要件 1: エントリーの冒頭から「[0,30,300,52]」を含む行までの範囲について、「mountain range」を「hills」に置き換え、それ以外は変えずに書き直してください。

実は、WiFiBOXの構想はコロナ前からありました。
あるとき、モバイルバッテリーのレンタルと同じような仕組みを用いて
、Wi-Fiルーターを貸せるのではないかと思いつきました。
とはいえ、従来のポーチに入った付属品のあるWi-Fiレンタルルーターのスタイルが受け入れられていたため、
WiFiBOXの開発に至るタイミングがなかったのです。

開発を始めたのは、コロナ禍になってからです。コロナ禍の最中だからこそ、非接触が価値あるサービスだと考え、すぐに開発に踏み切りました。

―非接触のサービスに価値があると思ったきっかけを教えてください
コロナ禍で、空港のさまざまなシステムが自動化されているのを見たことがきっかけです。
例えば、出国手続きには、顔認証によるシステムが導入されました。
Wi-Fiレンタルルーターのカウンターも自動化に切り替えた方が、スピーディーに貸出できるため、
ユーザーに便利だと感じてもらえるのではないかとひらめいたのです。
感染症への不安を軽減するには、できるだけ人と人とが触れ合う機会を減らすことがポイントですから。

―サービスを自動化することで、どのようなメリットがあると思いますか?
ユーザーが快適に利用できることですね。
以前は、Wi-Fiルーターをお貸出しするカウンターの前に、長い行列ができていたことがよくありました。
出張の場合は、特に朝早いフライトを利用される方が多かったので、朝はカウンターが混みあっていましたね。
しかし、自動化することで貸出と返却に要する時間が大幅に削減され、お客様をお待たせすることが減りました。

また、1日あたりのデータ通信量が無制限で利用できる「無制限プラン(1日840円~)」をリーズナブルに提供しています。
コロナ禍では通信量が大きく増加しました。これからも、ネットワーク通信量が増えていくことを予想しています。
そのため、大きな通信量を安く利用できることは、ユーザーニーズに叶ったサービスだと確信しています。

―通信量が増えた理由は何でしょうか?
コロナ禍で生活様式が変わり、スマホやPCに触れる時間が長くなったためです。
動画を見る、ゲームをするといった機会が増えましたし、仕事ではオンラインミーティングが当たり前になりました。
オンラインミーティングやオンラインイベントなどは、インターネット環境さえあればどこからでも参加できて便利なので、
アフター・コロナでも続くと思います。今後、ユーザーの通信量が減ることはないでしょう。

2.予想を大きく上回ったWiFiBOXの反響

―WiFiBOXのサービスを開始してから、どのくらいの反響がありましたか?
嬉しいことに、私たちの予想以上に反響がありました。
WiFiBOXのサービスを開始した2022年4月は海外旅行が解禁になったばかりだったので、
利用者はそれほど多くはありませんでした。しかし、想定以上のスピードでWiFiBOXユーザーが増えて驚いています。

演習資料:
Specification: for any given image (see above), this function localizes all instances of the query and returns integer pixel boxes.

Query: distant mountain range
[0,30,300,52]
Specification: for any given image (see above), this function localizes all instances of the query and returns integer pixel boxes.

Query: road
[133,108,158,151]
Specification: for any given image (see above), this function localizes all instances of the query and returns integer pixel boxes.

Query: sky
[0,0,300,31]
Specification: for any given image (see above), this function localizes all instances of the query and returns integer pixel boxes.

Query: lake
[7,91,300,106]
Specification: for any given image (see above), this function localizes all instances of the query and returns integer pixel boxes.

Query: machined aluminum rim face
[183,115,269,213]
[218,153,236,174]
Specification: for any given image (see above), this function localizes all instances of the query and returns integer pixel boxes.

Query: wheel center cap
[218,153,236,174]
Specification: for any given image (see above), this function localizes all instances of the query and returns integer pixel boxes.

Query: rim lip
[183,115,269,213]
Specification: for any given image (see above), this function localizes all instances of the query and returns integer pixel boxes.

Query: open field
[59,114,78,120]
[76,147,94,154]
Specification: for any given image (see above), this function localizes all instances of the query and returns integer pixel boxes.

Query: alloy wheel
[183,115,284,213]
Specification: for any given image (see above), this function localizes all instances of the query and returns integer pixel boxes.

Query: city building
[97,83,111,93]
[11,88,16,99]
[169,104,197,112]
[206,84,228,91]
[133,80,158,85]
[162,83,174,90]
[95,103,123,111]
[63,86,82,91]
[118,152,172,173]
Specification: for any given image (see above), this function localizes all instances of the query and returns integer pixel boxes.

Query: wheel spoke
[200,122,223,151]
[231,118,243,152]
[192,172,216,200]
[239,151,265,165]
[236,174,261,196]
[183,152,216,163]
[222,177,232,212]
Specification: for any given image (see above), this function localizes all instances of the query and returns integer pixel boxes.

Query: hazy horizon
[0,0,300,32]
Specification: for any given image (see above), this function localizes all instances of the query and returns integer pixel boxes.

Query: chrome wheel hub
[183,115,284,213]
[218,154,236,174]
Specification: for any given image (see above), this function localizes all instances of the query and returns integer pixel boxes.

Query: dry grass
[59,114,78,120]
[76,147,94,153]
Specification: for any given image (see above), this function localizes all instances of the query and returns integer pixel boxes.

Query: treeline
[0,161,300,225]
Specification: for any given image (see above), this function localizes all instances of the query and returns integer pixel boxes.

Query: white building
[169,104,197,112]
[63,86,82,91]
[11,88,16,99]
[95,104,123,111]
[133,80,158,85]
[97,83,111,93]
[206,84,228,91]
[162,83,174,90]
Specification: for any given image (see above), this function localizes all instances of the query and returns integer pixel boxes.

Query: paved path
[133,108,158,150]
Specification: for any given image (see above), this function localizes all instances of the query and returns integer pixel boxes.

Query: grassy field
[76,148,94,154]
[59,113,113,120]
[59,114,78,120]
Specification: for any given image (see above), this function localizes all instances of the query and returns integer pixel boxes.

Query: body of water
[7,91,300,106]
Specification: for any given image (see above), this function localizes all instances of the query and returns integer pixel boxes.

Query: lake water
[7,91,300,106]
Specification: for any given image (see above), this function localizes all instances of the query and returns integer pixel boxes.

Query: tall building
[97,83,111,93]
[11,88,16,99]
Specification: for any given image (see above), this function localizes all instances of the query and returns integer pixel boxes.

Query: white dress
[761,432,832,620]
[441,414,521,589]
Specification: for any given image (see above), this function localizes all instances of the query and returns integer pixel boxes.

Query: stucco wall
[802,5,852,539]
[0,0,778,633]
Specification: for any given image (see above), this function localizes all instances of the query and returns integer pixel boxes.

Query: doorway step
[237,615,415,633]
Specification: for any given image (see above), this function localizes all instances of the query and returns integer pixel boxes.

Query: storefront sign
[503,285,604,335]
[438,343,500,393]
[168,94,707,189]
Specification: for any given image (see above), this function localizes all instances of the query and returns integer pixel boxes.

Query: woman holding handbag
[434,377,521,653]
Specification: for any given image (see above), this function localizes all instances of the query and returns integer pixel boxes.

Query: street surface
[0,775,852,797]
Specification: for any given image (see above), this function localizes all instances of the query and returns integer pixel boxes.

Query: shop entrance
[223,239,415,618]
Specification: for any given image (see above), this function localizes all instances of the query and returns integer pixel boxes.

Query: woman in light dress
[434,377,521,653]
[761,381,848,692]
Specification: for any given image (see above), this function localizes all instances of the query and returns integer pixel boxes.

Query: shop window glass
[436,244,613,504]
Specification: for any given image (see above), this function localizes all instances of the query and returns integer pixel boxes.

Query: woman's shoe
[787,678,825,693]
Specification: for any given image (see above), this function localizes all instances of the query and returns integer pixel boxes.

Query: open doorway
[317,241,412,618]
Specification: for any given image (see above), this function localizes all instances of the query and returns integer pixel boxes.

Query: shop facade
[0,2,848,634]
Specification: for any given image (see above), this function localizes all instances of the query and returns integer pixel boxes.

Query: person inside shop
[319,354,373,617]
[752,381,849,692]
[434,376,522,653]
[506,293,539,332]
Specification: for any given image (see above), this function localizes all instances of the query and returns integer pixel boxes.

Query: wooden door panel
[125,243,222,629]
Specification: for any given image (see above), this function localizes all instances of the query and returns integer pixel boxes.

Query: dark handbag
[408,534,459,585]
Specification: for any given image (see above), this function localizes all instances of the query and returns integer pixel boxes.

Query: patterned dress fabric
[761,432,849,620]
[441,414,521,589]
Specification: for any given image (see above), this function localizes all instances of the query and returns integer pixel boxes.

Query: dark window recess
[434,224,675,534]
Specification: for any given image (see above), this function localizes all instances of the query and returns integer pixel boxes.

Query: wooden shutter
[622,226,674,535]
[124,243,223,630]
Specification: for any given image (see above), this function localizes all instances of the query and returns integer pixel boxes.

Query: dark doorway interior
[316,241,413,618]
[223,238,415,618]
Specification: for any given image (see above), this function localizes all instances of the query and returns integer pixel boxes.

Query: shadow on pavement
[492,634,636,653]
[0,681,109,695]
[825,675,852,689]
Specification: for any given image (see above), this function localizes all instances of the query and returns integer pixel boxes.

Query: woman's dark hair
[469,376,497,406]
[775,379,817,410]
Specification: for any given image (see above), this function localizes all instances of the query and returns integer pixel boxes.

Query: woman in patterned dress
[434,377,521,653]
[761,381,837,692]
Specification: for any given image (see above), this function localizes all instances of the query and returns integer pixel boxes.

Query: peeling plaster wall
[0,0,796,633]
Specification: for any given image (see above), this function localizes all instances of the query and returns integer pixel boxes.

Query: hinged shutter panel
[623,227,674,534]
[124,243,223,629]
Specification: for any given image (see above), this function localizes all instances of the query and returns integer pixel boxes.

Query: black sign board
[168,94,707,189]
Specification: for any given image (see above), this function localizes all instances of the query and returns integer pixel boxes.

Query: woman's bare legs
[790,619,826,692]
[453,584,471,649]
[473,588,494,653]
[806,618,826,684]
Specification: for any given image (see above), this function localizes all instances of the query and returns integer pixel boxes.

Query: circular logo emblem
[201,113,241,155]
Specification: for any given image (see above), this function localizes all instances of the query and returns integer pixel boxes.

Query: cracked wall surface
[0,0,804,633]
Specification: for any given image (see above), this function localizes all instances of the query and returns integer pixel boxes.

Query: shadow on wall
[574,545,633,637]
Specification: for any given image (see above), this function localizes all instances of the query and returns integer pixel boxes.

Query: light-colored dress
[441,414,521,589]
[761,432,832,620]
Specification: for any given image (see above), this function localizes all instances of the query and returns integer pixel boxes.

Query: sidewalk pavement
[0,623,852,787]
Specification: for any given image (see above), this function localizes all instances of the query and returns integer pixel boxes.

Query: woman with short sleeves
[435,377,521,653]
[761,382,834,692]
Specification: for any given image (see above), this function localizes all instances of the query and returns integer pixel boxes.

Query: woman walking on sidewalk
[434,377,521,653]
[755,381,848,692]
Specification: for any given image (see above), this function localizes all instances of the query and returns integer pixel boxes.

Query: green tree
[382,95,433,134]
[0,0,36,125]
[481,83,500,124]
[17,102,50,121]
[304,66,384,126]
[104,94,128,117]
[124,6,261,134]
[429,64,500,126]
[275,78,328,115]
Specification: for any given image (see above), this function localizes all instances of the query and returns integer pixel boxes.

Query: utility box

要件 2: WiFiBOXについての抜粋文を2文で要約してください。

演習の出力 1:
Specification: for any given image (see above), this function localizes all instances of the query and returns integer pixel boxes.

Query: distant hills
[0,30,300,52]

演習の出力 2: WiFiBOXの構想はコロナ前からありましたが、コロナ禍で非接触のサービスに価値があると考えて開発が始まりました。貸出と返却が自動化されて所要時間は大幅に短くなり、2022年4月にサービスが始まった当初は利用者がそれほど多くなかったものの、想定以上のスピードでユーザーが増えました。